必須タスク:
A - 文書抜粋では、真鶴の海がフリーダイビングの練習に向く理由として地形と風が挙げられています。それぞれの理由を1~3文で説明してください。
B - 真鶴の海とフリーダイビングを扱う文書抜粋を、最後の文の後から書き継いでください。

トレーニングでは潜るための深場が必要だが、真鶴の海は船で5~10分、数百メートル沖に出るだけで水深が急に深くなる最適な地形なのだという。また呼吸を整えてリラックスして潜る競技のため、なるべく水面は静かな方がいい。真鶴半島なら南風が吹くときは小田原側の海で、北風が吹くときは熱海側の海で練習できるという点もメリットのひとつ。

「全国の海を周りましたが、真鶴ほどフリーダイビングに適していると思った場所はなかったです。もちろんいいスポットは他にもありますが、これだけ駅から海が近くて、ボートで5分も行けば深く潜れるという好条件はあまりない。都心に住んでいる私のスクールの生徒さんもフィンを持って電車で来ればすぐに潜れるので『駅近の深海』って呼んでいるんですよ。それにこの場所は琴ヶ浜ダイビングの歴史がある場所。私はフリーダイビングですがスキューバダイビングの発祥の地なんです」

年に1~2度、海外での大きな大会に遠征している。世界選手権ではフランスやキプロス、ギリシャ、イタリア、エジプト、ホンジュラスのロアタン島などの海にも潜った。2021年には毎年バハマで開催されている「Vertical Blue (バーティカル・ブルー)」で念願の自己ベスト100mを記録。当時、女性では世界で13人目となる快挙を成し遂げた。

「一緒に潜ってくれるセーフティーダイバーの方たちが大会会期中『絶対いけるよ!』とずっと声をかけてくれていたんです。100mは“憧れ”と思っていたのですが、周りの人たちに背中を押してもらってリアルな目の前のドアに変わりました。夢だった100mにのびのびと気負わずチャレンジできて、成功できた。こんなに嬉しいことはなかったですね。これも、真鶴に長年拠点を置かせてもらったおかげです」

岡本さんは選手のほかにも、2010年に「Marin Action」というフリーダイバーによる海洋保全PRを行う団体を立ち上げて活動を行っている。真鶴の海に潜り続けた20年間。何か感じている海の中の変化はあるだろうか。

データ行:

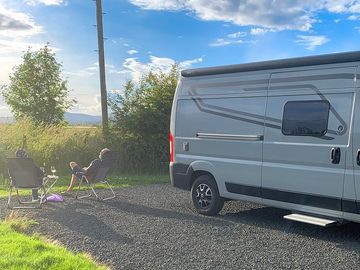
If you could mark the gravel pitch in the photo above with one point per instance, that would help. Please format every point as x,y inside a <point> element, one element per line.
<point>156,227</point>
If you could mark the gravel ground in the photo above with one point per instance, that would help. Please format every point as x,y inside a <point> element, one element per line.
<point>155,227</point>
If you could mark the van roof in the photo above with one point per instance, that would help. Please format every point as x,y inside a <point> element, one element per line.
<point>324,59</point>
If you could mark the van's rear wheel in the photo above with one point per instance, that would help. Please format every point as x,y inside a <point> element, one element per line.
<point>205,196</point>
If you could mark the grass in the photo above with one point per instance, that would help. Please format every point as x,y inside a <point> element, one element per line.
<point>117,181</point>
<point>20,251</point>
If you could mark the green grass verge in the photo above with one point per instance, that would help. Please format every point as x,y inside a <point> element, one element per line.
<point>20,251</point>
<point>117,181</point>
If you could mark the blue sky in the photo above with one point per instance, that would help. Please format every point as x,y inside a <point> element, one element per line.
<point>152,34</point>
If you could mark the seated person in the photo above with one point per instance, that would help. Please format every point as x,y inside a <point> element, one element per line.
<point>21,153</point>
<point>89,172</point>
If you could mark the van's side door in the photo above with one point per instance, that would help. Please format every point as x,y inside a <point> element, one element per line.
<point>304,156</point>
<point>352,199</point>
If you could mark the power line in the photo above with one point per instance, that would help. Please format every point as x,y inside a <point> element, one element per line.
<point>104,107</point>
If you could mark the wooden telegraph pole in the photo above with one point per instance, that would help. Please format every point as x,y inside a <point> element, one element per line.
<point>104,108</point>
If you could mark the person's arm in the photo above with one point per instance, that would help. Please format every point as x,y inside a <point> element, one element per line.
<point>93,167</point>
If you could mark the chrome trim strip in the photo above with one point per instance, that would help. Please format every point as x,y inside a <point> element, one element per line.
<point>230,137</point>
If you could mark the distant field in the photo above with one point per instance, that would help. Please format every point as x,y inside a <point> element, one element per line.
<point>118,181</point>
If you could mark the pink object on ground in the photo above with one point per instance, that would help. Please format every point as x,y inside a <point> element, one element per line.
<point>55,198</point>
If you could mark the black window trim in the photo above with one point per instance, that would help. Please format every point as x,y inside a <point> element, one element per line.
<point>306,101</point>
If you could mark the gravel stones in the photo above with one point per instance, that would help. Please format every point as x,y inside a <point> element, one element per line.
<point>156,227</point>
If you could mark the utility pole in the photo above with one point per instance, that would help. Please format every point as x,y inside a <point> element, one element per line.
<point>104,108</point>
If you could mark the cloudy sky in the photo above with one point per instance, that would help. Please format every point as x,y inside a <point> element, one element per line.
<point>153,34</point>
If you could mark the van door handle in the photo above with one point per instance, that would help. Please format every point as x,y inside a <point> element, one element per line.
<point>335,155</point>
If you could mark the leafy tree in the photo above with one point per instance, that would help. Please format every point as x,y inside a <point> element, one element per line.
<point>37,90</point>
<point>141,120</point>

解答一覧:
A - 真鶴の海は船で5~10分、数百メートル沖に出るだけで水深が急に深くなるため、トレーニングに必要な深場にすぐ行けます。また、フリーダイビングは呼吸を整えてリラックスして潜る競技なので、水面は静かな方が望ましいとされています。真鶴半島なら、南風のときは小田原側、北風のときは熱海側の海で練習できます。

B -
「昔は自分の視野が狭くて気づかなかっただけかもしれませんが、ゴミが増えましたね。プラスチックゴミや拾うに拾えないような細かいマイクロプラスチックゴミも見かけるようになりました。それに海の中の海藻が少なくなりました。20年前は海藻が森のようにあり、水中を歩くと酔ってしまいそうになるくらいでしたが今はないです。長期的な水温の上昇もあり海藻が少なくなっているところに、数年前大きな台風が来てさらにダメージを受けたと聞きました」

毎月第1土曜日は「マリンアクションの日」として、クリーンアップイベントを行っている。葉山や江の島など海岸に集まってゴミを拾う場合もあれば、オンラインで開催することも。オンラインの場合はその日、その時に身近な場所でそれぞれがゴミを拾い、終了後に気づいたことを話しあう。参加は海に限らず、どこからでもOK。海のゴミの7~8割は、街から川に出て流れ込んだものとも言われている。

2022年11月6日に開催された「葉山サンセットビーチクリーン」の様子(提供:Marine Action)

「海が見えない街に住んでいる人にも海を想ってもらえるようになったら、ダメージが減らせるはず。一世帯でも、海に想いを馳せる家が増えたらいい。海のことを考えて、街からきれいにしよう、川からきれいにしようと思う時代が来てくれたらいいなと思います」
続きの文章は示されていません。